TEXT EXCERPT:
- - -

# How do operatic sopranos sing above Eb6 without using whistle register?



## Philmwri (Apr 8, 2011)

How do they bring their full head voice so high without going into whistle.Mado Robin a sfogato soprano could sing to Bb6 without whistle register.I think it's amazing.


----------



## rgz (Mar 6, 2010)

Is it that they are using their modal voice, or that their whistle register is so developed that it sounds just as rich? Honest question here, I'm not enough of a vocal expert to know for certain.


----------



## Philmwri (Apr 8, 2011)

Pop/non-operatic singers singing above Eb6 normally use whistle voice. Whistle voice can be hard to control since the sound is moving into the nasal cavity and so it sounds soft and has a low volume. Super head voice(High Head Voice) on the other hand has a higher volume and a sharper sound and it doesn’t really move up in the sinus cavities. It does take a little more effort than whistle voice but it’s easier to control. It also sounds higher than whistle voice but it’s the exact same range.Whistle voice has a lower volume because the tone of the voice is airy while super head voice isn’t.

- - -

GIVEN DATA:
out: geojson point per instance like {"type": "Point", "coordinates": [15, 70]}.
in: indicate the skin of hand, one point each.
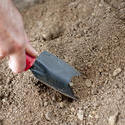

- - -

TASK DESCRIPTION:
Pick up the forum thread about sopranos singing above Eb6 after its last sentence and continue it. The data has no connection to the forum thread on soprano singing above Eb6.

TASK RESULT:
Mado Robin's B6 and Erna Sack's C7 were definitely whistle notes but seemed to very connected to the rest of their voices. Those two sfogatos sopranos were able to do whistle notes that were heard without micophones which is amazing.Pop singers have the microphones halfway down their throat because the disconnected whistle voice they use lacks volume.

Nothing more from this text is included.